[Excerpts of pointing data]
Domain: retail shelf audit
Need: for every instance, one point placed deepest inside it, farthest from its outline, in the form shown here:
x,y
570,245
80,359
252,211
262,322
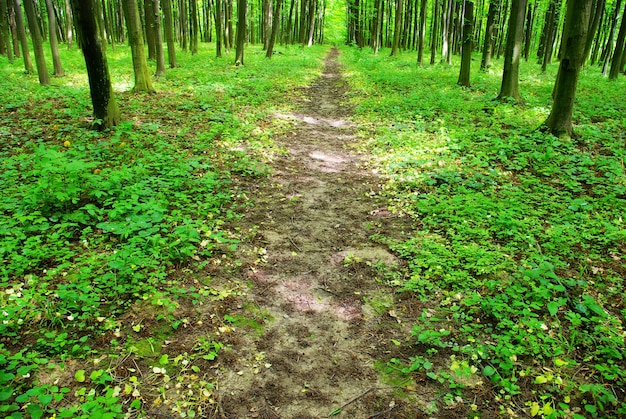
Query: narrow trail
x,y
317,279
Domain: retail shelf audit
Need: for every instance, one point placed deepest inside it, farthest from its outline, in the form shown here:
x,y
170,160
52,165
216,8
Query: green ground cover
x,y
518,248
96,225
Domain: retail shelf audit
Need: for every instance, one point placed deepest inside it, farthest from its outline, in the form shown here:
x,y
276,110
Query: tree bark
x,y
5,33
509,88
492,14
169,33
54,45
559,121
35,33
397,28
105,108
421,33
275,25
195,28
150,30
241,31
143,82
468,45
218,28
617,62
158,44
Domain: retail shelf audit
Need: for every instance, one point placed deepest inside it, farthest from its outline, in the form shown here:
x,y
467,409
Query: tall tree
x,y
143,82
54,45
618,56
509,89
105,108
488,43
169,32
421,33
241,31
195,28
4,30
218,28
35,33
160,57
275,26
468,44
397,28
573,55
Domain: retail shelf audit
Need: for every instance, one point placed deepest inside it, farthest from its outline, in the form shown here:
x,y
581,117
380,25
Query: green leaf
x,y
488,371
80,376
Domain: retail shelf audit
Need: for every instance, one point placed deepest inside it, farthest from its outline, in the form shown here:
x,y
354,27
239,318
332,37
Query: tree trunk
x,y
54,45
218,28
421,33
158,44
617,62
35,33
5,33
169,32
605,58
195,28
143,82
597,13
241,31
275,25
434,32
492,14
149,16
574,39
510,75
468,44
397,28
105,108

• [WHAT IS BEING ASKED]
Exactly as written, return every line of the listing, but not the pictures.

• [CORRECT RESULT]
Domain: retail shelf audit
Need: for every instance, one point placed deepest inside it, farthest from its outline, in the form shown here:
x,y
570,245
80,359
252,211
262,322
Query: narrow trail
x,y
317,279
Domain: retail shelf audit
Need: for every instance, one point placed deepest inside it, farthest from its outline, in the form shown here:
x,y
170,160
52,165
216,8
Query: green ground cover
x,y
518,248
96,225
Domain: retail shelf audit
Need: for every instance, one point placed deepest inside it, farthest from its outline, in the form shown here:
x,y
276,110
Query: tree bark
x,y
5,33
509,88
492,14
169,33
54,45
559,121
35,33
397,28
105,108
421,33
275,25
195,28
150,30
241,31
143,82
468,45
218,28
617,62
158,44
Domain: retail shelf audit
Need: for every instance, one point placed deepest inside it, farthest from its outline, in the form shown here:
x,y
467,409
Query: tall tree
x,y
143,82
54,45
618,56
509,89
105,108
488,43
169,32
421,33
241,31
195,28
4,30
218,28
35,33
160,57
275,26
468,44
397,28
573,55
Domain: retail shelf audit
Need: for every instance, one point placed deepest inside it, farthest from its outline, in the form shown here:
x,y
581,117
380,25
Query: green leaf
x,y
488,371
80,376
Domain: retail shelf audit
Need: for every instance, one point placed deepest inside it, farthest from its outline, in the form shown here:
x,y
354,27
239,318
332,37
Query: tree trunk
x,y
54,45
218,28
421,33
158,44
617,62
35,33
5,33
169,32
605,58
195,28
143,82
597,13
241,31
275,25
434,32
492,14
149,16
574,39
510,75
468,44
397,28
105,108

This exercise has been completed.